ARTICLE:
★ ★ ★ ★ ★ ★ ★

Throughout this paper, C will represent positive constants; their value may change from one place to another.

2 Main results and proofs

Theorem 2.1

Let \(\gamma>0\), \(\alpha>1/2\), \(p>0\), \(\alpha p>1\). Let \(\{X_{n},n\ge1\}\) be a sequence of NOD random variables and X be a random variables possibly defined on a different space satisfying the condition (1.1). Moreover, assume that \(EX_{n}=0\) for all \(n\ge1\) in the case \(\alpha\leq1\). Suppose that

$$ \begin{cases} E|X|^{p}< \infty,& \gamma<p,\\ E|X|^{p}\log(1+|X|)<\infty,& \gamma=p,\\ E|X|^{\gamma}<\infty,& \gamma>p. \end{cases} $$

(2.1)

★ ★ ★ ★ ★ ★ ★

OBJECTIVE 1:
Copy out the rows from the line containing "Is there any grassy" through the line containing "left=801, top=256, right=1094, bottom=333", reproducing each line unchanged.
The article and the rows have no connection to each other.

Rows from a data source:
★ ★ ★ ★ ★ ★ ★

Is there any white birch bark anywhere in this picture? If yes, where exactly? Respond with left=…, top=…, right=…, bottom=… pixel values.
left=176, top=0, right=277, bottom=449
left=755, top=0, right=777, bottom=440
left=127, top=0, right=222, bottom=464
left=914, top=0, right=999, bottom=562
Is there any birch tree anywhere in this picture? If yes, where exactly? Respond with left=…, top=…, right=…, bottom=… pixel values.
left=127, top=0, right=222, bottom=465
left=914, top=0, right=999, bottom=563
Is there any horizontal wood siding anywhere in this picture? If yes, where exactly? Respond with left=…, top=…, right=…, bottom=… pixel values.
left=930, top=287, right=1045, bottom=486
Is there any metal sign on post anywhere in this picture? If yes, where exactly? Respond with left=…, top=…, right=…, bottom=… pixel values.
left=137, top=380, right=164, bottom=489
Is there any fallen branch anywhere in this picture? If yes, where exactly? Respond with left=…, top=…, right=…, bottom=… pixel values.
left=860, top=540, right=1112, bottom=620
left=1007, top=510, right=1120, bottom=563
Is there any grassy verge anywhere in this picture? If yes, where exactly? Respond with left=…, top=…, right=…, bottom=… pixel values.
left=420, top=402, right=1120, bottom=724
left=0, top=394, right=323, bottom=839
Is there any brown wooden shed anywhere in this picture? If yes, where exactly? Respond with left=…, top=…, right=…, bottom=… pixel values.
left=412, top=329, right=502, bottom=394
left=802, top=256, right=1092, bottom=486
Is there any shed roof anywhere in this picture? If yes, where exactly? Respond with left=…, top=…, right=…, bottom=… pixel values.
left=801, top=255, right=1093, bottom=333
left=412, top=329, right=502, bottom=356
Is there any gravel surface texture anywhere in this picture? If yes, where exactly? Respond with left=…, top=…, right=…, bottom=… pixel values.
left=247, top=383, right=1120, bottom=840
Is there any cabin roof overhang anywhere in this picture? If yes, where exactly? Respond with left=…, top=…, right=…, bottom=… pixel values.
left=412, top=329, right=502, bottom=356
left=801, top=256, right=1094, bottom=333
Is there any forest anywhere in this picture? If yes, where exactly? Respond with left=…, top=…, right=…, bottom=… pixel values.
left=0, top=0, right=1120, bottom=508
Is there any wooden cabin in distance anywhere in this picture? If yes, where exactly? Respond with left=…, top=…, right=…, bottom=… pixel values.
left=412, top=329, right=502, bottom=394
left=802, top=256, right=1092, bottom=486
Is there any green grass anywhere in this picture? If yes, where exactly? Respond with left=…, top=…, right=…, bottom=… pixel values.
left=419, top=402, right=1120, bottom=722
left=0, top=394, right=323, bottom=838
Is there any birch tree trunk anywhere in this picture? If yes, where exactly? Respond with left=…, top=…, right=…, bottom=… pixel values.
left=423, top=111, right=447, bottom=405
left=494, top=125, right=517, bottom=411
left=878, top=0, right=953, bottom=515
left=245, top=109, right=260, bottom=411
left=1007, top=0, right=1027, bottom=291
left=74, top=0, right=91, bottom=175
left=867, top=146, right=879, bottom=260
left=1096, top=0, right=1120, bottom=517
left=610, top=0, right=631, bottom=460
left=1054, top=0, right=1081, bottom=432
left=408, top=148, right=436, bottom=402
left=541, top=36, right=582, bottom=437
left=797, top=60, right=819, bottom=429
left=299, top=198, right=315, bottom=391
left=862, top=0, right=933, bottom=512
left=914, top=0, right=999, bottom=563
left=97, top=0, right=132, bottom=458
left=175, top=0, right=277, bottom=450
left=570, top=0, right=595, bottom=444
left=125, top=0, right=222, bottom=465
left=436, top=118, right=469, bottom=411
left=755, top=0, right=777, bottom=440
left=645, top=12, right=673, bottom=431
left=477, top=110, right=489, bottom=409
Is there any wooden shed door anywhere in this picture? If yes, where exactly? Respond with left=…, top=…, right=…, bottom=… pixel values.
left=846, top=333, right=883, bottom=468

★ ★ ★ ★ ★ ★ ★

OBJECTIVE 2:
In the article, why can the letter C stand for constants that are not equal to one another?

WORKED ANSWER 1:
Is there any grassy verge anywhere in this picture? If yes, where exactly? Respond with left=…, top=…, right=…, bottom=… pixel values.
left=420, top=402, right=1120, bottom=724
left=0, top=394, right=323, bottom=839
Is there any brown wooden shed anywhere in this picture? If yes, where exactly? Respond with left=…, top=…, right=…, bottom=… pixel values.
left=412, top=329, right=502, bottom=394
left=802, top=256, right=1092, bottom=486
Is there any shed roof anywhere in this picture? If yes, where exactly? Respond with left=…, top=…, right=…, bottom=… pixel values.
left=801, top=255, right=1093, bottom=333
left=412, top=329, right=502, bottom=356
Is there any gravel surface texture anywhere in this picture? If yes, where exactly? Respond with left=…, top=…, right=…, bottom=… pixel values.
left=247, top=383, right=1120, bottom=840
Is there any cabin roof overhang anywhere in this picture? If yes, where exactly? Respond with left=…, top=…, right=…, bottom=… pixel values.
left=412, top=329, right=502, bottom=356
left=801, top=256, right=1094, bottom=333

WORKED ANSWER 2:
The article states that C represents positive constants whose value may change from one place to another. The same letter can therefore denote different constants in different places.